**TASK STATEMENT**:
Repeat the entries exactly, and do not carry the pictures over.

**DATA SECTION**:
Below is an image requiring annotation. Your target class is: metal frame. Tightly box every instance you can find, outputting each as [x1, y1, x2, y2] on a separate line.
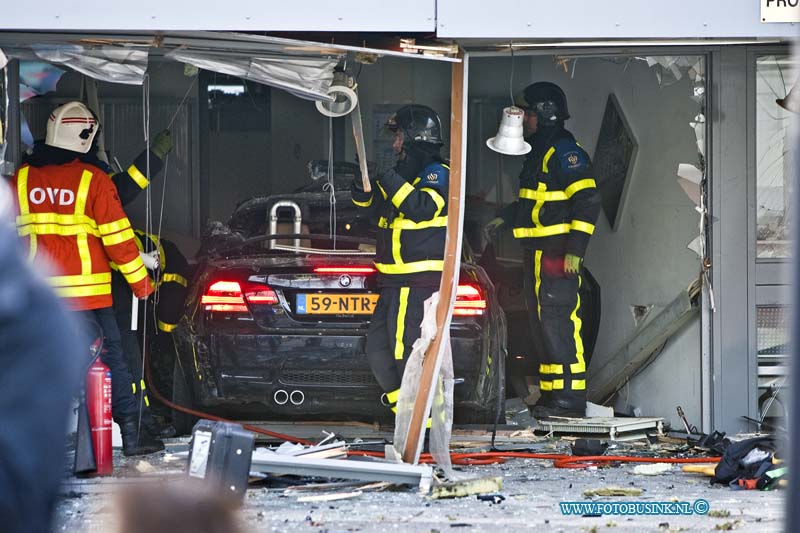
[249, 454, 433, 491]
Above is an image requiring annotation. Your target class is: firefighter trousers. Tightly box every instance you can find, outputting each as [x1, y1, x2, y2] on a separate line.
[523, 248, 588, 408]
[111, 273, 154, 423]
[78, 307, 140, 423]
[365, 286, 436, 396]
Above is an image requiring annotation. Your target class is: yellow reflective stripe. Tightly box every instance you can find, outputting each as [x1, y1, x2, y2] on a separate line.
[391, 226, 403, 264]
[571, 220, 595, 235]
[564, 179, 597, 198]
[162, 273, 188, 287]
[540, 380, 553, 391]
[572, 380, 586, 390]
[394, 287, 410, 360]
[17, 223, 101, 237]
[513, 224, 572, 238]
[128, 164, 149, 189]
[17, 212, 98, 229]
[144, 396, 150, 407]
[28, 235, 37, 263]
[539, 364, 564, 375]
[117, 256, 146, 275]
[74, 170, 93, 216]
[102, 228, 136, 246]
[386, 388, 401, 404]
[542, 146, 556, 173]
[132, 382, 137, 394]
[519, 188, 567, 201]
[352, 196, 373, 208]
[391, 182, 415, 209]
[534, 250, 542, 319]
[98, 218, 131, 235]
[17, 166, 30, 215]
[48, 272, 111, 287]
[158, 320, 177, 332]
[569, 276, 586, 374]
[376, 181, 388, 200]
[390, 216, 447, 230]
[551, 379, 565, 390]
[77, 233, 92, 275]
[378, 217, 390, 229]
[531, 183, 546, 227]
[420, 187, 446, 215]
[124, 264, 149, 284]
[374, 260, 444, 275]
[140, 379, 146, 390]
[54, 284, 112, 298]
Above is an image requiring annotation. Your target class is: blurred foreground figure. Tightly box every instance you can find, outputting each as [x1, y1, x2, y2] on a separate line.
[117, 481, 243, 533]
[0, 182, 83, 533]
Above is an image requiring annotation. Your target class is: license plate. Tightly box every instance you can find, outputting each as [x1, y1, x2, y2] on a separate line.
[297, 293, 379, 315]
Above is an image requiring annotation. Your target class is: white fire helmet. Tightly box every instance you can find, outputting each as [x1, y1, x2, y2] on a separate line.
[45, 101, 99, 154]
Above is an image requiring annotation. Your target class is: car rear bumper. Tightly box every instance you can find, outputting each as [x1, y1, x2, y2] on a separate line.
[183, 328, 492, 418]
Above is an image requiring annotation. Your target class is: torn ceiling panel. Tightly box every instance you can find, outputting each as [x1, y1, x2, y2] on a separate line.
[165, 50, 336, 101]
[31, 44, 148, 85]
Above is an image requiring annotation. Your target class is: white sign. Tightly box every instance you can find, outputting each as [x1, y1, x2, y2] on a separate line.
[762, 0, 800, 23]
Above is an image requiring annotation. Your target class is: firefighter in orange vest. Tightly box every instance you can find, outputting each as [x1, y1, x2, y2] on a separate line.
[11, 101, 164, 456]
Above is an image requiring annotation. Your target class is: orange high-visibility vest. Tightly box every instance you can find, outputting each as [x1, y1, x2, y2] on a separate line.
[12, 160, 153, 310]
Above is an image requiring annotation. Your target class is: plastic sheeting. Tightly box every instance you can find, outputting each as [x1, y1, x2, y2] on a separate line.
[165, 50, 336, 102]
[391, 292, 455, 478]
[32, 44, 147, 85]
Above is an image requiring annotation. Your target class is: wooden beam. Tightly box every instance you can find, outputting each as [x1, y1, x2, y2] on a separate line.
[402, 52, 467, 464]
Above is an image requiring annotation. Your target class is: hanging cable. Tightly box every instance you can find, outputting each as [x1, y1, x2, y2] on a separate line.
[324, 113, 337, 248]
[508, 42, 516, 107]
[136, 73, 152, 438]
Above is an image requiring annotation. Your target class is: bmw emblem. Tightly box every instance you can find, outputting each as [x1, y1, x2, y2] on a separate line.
[339, 274, 352, 287]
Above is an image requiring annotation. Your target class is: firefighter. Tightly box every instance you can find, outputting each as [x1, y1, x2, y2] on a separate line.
[351, 104, 448, 415]
[11, 101, 164, 455]
[485, 82, 601, 419]
[110, 228, 190, 438]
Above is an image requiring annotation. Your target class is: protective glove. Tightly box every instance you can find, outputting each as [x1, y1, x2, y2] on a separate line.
[483, 217, 505, 242]
[151, 129, 174, 160]
[564, 253, 583, 278]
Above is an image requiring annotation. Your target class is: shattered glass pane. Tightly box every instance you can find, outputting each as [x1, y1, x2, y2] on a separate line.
[756, 55, 797, 259]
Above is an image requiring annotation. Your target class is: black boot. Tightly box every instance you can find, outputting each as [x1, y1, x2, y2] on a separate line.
[120, 418, 165, 456]
[531, 396, 586, 420]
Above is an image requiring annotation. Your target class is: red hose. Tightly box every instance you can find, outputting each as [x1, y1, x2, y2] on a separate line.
[347, 450, 720, 468]
[144, 354, 721, 465]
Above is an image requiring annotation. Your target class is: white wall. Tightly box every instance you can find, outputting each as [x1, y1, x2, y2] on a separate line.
[468, 55, 704, 427]
[438, 0, 798, 38]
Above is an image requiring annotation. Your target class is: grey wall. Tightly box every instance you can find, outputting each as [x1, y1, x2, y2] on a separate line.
[343, 57, 452, 166]
[468, 55, 704, 428]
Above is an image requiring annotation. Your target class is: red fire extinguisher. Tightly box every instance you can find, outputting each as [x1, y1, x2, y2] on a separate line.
[86, 360, 113, 476]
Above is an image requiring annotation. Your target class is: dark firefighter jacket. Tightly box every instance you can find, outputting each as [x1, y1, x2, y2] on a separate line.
[100, 146, 187, 332]
[499, 127, 601, 258]
[352, 162, 449, 287]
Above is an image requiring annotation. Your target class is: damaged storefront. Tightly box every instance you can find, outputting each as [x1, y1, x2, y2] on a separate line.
[0, 1, 796, 529]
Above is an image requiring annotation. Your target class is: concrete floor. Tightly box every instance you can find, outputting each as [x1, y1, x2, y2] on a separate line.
[53, 437, 786, 532]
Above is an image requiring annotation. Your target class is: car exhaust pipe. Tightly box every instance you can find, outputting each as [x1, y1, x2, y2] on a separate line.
[290, 390, 305, 406]
[273, 389, 289, 405]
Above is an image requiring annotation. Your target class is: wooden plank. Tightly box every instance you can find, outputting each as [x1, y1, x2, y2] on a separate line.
[402, 52, 467, 464]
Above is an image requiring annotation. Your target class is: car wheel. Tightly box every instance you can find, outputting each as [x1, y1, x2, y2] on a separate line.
[172, 360, 197, 436]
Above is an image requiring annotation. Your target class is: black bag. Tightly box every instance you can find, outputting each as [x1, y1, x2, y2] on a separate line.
[187, 420, 255, 504]
[712, 436, 778, 485]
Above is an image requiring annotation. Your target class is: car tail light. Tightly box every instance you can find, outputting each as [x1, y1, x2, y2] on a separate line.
[313, 266, 376, 274]
[201, 280, 278, 312]
[454, 283, 487, 316]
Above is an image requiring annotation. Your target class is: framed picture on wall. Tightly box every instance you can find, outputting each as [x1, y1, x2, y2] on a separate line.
[592, 94, 638, 231]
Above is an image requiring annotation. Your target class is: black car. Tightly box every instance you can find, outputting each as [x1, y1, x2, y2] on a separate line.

**WRITTEN SOLUTION**:
Below is an image requiring annotation. Your target class is: metal frame. Tightly box every instance you can find, outputting each as [x1, y1, x2, y2] on a separate line.
[249, 454, 433, 491]
Above is an image requiring annotation. Your target class is: firefighter trousers. Tightly box every instance you can find, outputting each as [x1, y1, x2, y2] on a separate line.
[523, 248, 588, 408]
[111, 273, 154, 423]
[78, 307, 140, 423]
[365, 286, 436, 396]
Above is an image requiring annotation. Your target class is: yellow reflective stripe. Tightly box every instance you can find, outputting each as [x1, y1, x2, y2] on a separate line.
[391, 226, 403, 264]
[571, 220, 595, 235]
[564, 179, 597, 198]
[162, 273, 188, 287]
[540, 380, 553, 391]
[572, 380, 586, 390]
[394, 287, 410, 360]
[17, 223, 101, 237]
[513, 224, 572, 238]
[128, 164, 149, 189]
[17, 212, 98, 229]
[144, 396, 150, 407]
[28, 235, 37, 263]
[539, 364, 564, 375]
[117, 256, 146, 275]
[74, 170, 93, 216]
[102, 228, 136, 246]
[386, 388, 401, 404]
[542, 146, 556, 173]
[132, 382, 137, 394]
[519, 188, 567, 201]
[352, 196, 373, 208]
[391, 182, 415, 209]
[534, 250, 542, 319]
[98, 218, 131, 235]
[17, 166, 30, 215]
[48, 272, 111, 287]
[158, 320, 177, 332]
[569, 276, 586, 374]
[376, 181, 388, 200]
[390, 216, 447, 230]
[551, 379, 565, 390]
[77, 233, 92, 275]
[378, 217, 390, 229]
[531, 183, 546, 227]
[420, 187, 446, 215]
[124, 264, 149, 284]
[374, 260, 444, 275]
[140, 379, 146, 390]
[54, 284, 112, 298]
Above is an image requiring annotation. Your target class is: blurred foreground figure. Tightly box every instance you can find, outputting each as [x1, y1, x2, y2] on a separate line.
[117, 481, 243, 533]
[0, 182, 83, 533]
Above is an image requiring annotation. Your target class is: license plate. Tightly box every instance you can find, outputting each as [x1, y1, x2, y2] on a separate line.
[297, 293, 379, 315]
Above is an image requiring annotation. Your target class is: white fire helmet. Tightly box every instance you can find, outputting each as [x1, y1, x2, y2] on a separate line.
[45, 101, 99, 154]
Above is an image requiring annotation. Your target class is: car rear bumper. Tightly box every instance you can find, outputting each as [x1, y1, x2, y2] on a separate line.
[183, 328, 492, 418]
Above is an image requiring annotation. Your target class is: torn ceiling panel. Tightly box every instance you can find, outputting each as [x1, y1, x2, y2] on a separate line.
[165, 50, 336, 101]
[31, 44, 148, 85]
Above is an image requiring annotation. Your target class is: white sign. Tightly box every instance you can find, outputting each as [x1, y1, x2, y2] on a separate line.
[762, 0, 800, 23]
Above is an image requiring annotation. Your target class is: firefighter in orange vest. Tightly box every instance you can find, outputting each as [x1, y1, x2, y2] on a separate line.
[11, 101, 164, 456]
Above is an image requiring annotation. Your target class is: orange high-visibility vest. Tightly box every instance you can find, outputting each as [x1, y1, x2, y2] on a separate line.
[12, 160, 153, 310]
Above is an image requiring annotation. Your target class is: plastic sheeting. Tightly box every instance you can find, outputting each as [x1, y1, x2, y2] on a separate line.
[165, 50, 336, 102]
[391, 292, 455, 478]
[32, 44, 147, 85]
Above is an image requiring annotation. Your target class is: wooden beam. Tightly box every instance you can find, outputting each as [x1, y1, x2, y2] on a separate line.
[402, 52, 467, 464]
Above is an image requiring annotation. Your target class is: hanging cable. Tightly box every instance you can find, outputting each as [x1, y1, x2, y2] on a separate line.
[324, 113, 337, 248]
[508, 42, 516, 107]
[136, 73, 152, 438]
Above is an image requiring annotation. Your target class is: bmw emblem. Tightly box every instance you can find, outputting each as [x1, y1, x2, y2] on a separate line.
[339, 274, 352, 287]
Above is an image requiring annotation. Your target class is: firefighter. Tightly box every instance you can find, outputting each as [x1, y1, x2, y2] on a separate line.
[351, 104, 448, 415]
[11, 101, 164, 455]
[485, 82, 601, 419]
[110, 228, 190, 438]
Above is an image requiring annotation. Your target class is: protective glove. Tightly box every instance you can find, outputting each as [x1, y1, x2, y2] on a separate line.
[483, 217, 505, 242]
[151, 129, 174, 160]
[564, 253, 583, 278]
Above is an image requiring annotation. Your target class is: shattered glass pane. Tightly box every instance you can find, outputting each as [x1, y1, x2, y2] on a separate line.
[756, 55, 797, 259]
Above is an image requiring annotation. Your target class is: black boot. Tightly box every instance you can find, outputting each as [x1, y1, x2, y2] on a separate line.
[120, 418, 165, 456]
[531, 396, 586, 420]
Above is an image requiring annotation. Your target class is: red hose. Tightly box every instance you can find, outputting each as [x1, y1, x2, y2] on a separate line.
[347, 450, 720, 468]
[144, 354, 721, 465]
Above is an image requiring annotation. Your target class is: white wall. Tightly box every instance you can find, outputting each as [x1, y1, x2, y2] on a separate line.
[468, 55, 704, 427]
[438, 0, 798, 38]
Above is an image requiring annotation. Your target class is: grey wall. Tightly box every instance you can find, outputting each as [x1, y1, x2, y2] on a separate line.
[343, 57, 452, 166]
[468, 55, 704, 428]
Above is an image requiring annotation. Your target class is: red fire extinguisher. Tightly box every instance you can find, outputting each as [x1, y1, x2, y2] on a separate line.
[86, 360, 113, 476]
Above is an image requiring annotation. Your target class is: dark firefighter jacket. Tightly box every instance you can find, outputting each as [x1, y1, x2, y2] on a separate line.
[100, 146, 187, 332]
[499, 127, 601, 258]
[352, 162, 449, 287]
Above is an image requiring annotation. Your target class is: damaged storefront. Tightly box every instance you can find, outputting each as [x1, y1, x2, y2] on a separate line.
[0, 1, 796, 529]
Above is an image requiring annotation. Your target class is: concrete floor. Tightly box every instance you can find, outputting each as [x1, y1, x2, y2] on a separate line.
[53, 437, 786, 532]
Above is an image requiring annotation. Your target class is: car exhaust pipe. Tightly box every instance you can find, outputting each as [x1, y1, x2, y2] on a separate line.
[290, 390, 305, 406]
[273, 389, 289, 405]
Above is an image requiring annotation. Your target class is: wooden plank. Tightly box every instance you can find, outputting each as [x1, y1, x2, y2] on a separate line.
[402, 52, 467, 464]
Above is an image requiring annotation. Your target class is: car wheel. Tightly box every instance you can find, outputting each as [x1, y1, x2, y2] on a separate line.
[172, 360, 197, 436]
Above is an image requiring annotation. Your target class is: black bag. Tightly box every instance you can find, outputting each as [x1, y1, x2, y2] on a separate line.
[187, 420, 255, 504]
[712, 436, 778, 485]
Above is an image requiring annotation. Your target class is: car tail light. Tightly box every instance you can find, outputting each as [x1, y1, x2, y2] on a separate line.
[313, 266, 376, 274]
[201, 280, 278, 312]
[454, 283, 487, 316]
Above is an image requiring annotation. Your target class is: framed picture on wall. Tightly box every instance you can find, outputting each as [x1, y1, x2, y2] on a separate line.
[592, 94, 638, 231]
Above is an image requiring annotation. Your target class is: black car. Tightly box every instance you can find, outputting each as [x1, y1, x2, y2] on a separate line.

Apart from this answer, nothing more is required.